> Problem requirements:
Count the lines in the items below that contain the string "first". Case counts. Give only the number.
··· Extracted material ···
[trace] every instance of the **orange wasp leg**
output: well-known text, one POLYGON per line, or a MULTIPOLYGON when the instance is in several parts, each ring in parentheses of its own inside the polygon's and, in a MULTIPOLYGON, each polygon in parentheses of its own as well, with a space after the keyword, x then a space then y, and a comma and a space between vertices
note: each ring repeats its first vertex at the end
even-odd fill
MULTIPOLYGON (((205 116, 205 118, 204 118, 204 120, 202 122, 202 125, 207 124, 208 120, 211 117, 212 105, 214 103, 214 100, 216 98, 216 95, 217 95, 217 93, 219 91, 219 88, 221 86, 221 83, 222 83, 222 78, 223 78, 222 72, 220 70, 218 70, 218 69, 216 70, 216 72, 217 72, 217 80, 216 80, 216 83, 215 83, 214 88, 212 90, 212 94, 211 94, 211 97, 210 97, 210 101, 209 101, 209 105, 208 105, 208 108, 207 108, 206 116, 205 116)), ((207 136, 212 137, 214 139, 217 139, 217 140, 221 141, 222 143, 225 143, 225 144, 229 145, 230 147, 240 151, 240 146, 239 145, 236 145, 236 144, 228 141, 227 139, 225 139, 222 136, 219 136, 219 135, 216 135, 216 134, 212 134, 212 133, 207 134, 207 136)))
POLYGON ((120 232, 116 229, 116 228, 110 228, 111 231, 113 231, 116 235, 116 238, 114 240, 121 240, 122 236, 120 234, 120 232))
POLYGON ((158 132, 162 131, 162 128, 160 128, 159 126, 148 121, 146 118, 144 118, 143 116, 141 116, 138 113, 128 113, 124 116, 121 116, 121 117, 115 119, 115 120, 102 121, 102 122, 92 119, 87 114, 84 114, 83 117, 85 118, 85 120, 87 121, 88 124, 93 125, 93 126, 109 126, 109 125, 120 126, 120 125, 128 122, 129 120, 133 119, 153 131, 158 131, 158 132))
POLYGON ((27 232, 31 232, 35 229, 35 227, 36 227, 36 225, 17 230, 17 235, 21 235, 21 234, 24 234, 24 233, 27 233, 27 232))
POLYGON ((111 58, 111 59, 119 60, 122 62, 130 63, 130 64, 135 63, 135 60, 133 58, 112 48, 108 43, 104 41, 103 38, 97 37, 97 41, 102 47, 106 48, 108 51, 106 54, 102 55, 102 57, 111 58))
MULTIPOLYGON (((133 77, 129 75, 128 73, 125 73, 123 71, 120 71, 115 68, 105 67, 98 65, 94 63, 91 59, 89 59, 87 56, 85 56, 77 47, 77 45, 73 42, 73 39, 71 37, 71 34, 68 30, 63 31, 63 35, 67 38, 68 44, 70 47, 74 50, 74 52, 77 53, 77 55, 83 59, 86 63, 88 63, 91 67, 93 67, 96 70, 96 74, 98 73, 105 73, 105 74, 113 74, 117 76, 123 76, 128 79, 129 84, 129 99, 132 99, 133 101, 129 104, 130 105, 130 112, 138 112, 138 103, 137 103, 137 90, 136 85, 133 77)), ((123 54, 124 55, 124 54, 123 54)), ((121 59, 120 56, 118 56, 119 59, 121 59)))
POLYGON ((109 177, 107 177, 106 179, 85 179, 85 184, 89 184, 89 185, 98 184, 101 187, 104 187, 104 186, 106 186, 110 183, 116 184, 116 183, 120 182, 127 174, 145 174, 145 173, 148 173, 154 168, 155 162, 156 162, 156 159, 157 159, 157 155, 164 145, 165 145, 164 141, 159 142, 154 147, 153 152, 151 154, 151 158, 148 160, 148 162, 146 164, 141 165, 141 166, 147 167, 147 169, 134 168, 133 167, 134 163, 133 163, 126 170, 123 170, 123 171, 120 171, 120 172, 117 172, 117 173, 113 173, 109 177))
···
> Response:
1